__INSTRUCTIONS TO FOLLOW__. Lines from the one containing "Where can the dirt" through the end of the data below are to be transcribed exactly; leave out all others.

** GIVEN RECORDS follows **

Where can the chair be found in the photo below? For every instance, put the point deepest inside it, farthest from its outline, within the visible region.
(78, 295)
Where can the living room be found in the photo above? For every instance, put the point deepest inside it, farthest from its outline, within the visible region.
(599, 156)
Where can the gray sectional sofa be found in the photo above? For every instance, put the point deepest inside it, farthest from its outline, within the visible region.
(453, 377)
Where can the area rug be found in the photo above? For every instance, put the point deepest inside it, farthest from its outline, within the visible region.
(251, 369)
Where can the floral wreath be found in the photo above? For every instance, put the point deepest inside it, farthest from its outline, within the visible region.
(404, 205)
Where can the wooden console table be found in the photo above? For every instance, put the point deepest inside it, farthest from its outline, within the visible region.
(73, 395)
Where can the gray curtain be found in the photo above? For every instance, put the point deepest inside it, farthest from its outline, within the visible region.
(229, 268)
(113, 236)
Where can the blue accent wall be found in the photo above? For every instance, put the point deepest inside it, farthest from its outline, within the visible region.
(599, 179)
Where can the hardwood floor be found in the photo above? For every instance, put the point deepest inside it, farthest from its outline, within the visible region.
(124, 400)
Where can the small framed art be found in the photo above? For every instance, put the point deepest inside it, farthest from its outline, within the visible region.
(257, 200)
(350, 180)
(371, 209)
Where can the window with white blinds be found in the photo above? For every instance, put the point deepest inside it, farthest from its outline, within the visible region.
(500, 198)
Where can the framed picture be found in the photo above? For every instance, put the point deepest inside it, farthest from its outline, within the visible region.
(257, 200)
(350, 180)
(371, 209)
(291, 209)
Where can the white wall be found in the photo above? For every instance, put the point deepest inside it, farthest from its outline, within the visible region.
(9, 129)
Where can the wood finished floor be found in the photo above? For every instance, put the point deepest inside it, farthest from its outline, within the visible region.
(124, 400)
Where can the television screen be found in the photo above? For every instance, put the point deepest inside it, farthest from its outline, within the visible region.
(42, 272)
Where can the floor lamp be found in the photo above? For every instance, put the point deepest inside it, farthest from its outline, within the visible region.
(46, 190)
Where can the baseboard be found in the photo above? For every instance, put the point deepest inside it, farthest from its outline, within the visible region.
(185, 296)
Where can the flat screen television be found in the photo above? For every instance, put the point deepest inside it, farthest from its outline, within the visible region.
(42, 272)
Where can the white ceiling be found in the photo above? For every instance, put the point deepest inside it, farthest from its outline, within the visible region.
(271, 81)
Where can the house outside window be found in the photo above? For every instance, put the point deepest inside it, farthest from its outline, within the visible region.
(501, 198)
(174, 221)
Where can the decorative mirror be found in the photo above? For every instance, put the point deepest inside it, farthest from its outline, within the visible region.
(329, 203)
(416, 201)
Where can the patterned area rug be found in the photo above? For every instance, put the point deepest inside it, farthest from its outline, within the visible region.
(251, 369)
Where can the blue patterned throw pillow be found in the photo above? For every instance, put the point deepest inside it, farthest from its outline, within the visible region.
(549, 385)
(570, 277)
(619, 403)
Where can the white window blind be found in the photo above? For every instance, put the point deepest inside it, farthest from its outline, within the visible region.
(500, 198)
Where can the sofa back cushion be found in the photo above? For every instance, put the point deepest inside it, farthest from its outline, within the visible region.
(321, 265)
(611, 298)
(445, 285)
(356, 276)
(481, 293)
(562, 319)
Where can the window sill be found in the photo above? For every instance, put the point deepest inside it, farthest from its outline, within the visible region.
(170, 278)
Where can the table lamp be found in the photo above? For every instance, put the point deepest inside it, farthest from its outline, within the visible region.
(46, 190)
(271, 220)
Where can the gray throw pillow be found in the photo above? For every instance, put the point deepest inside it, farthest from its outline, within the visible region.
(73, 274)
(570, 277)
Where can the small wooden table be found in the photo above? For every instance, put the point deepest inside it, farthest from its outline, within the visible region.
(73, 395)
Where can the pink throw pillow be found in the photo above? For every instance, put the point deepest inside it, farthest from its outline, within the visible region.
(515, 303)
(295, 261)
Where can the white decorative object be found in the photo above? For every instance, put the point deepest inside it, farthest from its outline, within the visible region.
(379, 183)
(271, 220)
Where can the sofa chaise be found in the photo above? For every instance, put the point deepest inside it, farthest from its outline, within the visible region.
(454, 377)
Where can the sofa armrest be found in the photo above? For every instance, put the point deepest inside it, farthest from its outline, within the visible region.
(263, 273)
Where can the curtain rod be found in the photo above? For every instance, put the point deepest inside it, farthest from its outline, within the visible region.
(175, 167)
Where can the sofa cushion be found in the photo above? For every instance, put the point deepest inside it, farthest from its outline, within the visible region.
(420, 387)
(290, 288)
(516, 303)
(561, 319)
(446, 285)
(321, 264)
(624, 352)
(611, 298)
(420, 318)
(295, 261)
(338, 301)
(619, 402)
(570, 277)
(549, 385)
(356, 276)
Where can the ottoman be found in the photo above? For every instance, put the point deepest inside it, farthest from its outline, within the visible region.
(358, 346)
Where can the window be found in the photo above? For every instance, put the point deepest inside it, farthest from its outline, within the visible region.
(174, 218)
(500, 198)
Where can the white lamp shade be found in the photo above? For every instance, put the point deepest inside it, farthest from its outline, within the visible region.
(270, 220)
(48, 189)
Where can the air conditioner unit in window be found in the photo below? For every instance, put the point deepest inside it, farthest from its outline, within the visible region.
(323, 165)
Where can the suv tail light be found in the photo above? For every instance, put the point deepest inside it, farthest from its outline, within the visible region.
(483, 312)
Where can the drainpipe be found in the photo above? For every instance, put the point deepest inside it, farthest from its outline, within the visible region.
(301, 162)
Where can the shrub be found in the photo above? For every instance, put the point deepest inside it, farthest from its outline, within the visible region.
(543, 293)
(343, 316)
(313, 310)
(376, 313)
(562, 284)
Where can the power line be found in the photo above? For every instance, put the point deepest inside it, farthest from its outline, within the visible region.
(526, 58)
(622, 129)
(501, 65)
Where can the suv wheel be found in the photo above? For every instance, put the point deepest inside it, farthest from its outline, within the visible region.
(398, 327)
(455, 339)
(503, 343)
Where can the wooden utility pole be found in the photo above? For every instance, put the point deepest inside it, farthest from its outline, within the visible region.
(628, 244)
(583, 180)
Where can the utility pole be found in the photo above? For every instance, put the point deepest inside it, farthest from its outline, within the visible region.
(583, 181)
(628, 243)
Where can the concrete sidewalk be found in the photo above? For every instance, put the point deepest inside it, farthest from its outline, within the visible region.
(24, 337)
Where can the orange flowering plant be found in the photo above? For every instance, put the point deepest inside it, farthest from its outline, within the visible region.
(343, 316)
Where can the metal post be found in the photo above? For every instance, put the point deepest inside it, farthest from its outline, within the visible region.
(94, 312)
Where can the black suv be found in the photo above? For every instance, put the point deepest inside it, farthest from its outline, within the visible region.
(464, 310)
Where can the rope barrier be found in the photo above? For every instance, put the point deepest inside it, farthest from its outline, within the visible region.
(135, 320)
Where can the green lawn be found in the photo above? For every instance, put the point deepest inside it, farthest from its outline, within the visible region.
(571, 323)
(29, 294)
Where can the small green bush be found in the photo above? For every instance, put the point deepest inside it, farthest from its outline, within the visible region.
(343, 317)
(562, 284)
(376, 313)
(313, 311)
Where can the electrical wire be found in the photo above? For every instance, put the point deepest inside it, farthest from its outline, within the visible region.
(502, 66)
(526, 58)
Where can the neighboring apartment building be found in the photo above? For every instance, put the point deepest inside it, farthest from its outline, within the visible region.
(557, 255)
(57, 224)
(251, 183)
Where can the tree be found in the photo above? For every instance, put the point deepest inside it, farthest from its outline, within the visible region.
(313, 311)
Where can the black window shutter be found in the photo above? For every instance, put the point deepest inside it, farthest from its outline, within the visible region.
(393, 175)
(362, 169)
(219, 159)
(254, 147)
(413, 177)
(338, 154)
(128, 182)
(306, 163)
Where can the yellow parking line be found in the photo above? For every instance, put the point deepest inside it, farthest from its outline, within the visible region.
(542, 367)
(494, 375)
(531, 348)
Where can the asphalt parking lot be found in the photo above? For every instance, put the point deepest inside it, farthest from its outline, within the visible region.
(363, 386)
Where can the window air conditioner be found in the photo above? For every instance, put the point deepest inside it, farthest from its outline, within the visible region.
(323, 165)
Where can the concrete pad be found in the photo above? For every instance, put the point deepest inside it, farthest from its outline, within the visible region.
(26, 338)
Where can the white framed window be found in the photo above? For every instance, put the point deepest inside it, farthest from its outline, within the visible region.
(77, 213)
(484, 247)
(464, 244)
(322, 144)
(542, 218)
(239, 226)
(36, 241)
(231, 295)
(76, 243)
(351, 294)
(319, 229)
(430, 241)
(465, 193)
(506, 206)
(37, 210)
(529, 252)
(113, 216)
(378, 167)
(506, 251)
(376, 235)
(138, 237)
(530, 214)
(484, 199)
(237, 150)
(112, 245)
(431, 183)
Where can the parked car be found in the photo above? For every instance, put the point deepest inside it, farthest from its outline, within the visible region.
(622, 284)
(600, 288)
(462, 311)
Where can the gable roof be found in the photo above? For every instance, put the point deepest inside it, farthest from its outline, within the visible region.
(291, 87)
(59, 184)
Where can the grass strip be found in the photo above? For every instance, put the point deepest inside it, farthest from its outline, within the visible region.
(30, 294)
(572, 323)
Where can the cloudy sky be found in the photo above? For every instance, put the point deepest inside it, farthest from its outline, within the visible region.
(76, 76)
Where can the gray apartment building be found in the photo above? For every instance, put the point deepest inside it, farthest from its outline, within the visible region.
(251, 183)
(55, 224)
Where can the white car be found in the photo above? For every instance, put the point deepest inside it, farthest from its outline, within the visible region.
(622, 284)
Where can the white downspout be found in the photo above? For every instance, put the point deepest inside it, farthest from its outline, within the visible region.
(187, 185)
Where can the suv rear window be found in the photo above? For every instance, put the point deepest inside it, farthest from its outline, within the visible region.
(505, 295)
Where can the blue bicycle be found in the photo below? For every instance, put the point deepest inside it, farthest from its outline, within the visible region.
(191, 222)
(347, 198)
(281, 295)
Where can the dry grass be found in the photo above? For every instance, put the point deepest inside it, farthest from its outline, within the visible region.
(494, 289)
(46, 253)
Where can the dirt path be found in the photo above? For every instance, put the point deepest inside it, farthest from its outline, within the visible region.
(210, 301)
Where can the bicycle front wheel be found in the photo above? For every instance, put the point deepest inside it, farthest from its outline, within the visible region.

** End of GIVEN RECORDS **

__EXERCISE SOLUTION__.
Where can the dirt path be found in the photo above? For every instance, put the point deepest inside it, farthest from its outline, within the visible region.
(210, 301)
Where can the bicycle front wheel be found in the photo above? For every instance, put the point deepest inside it, farthest from its outline, within the visible region.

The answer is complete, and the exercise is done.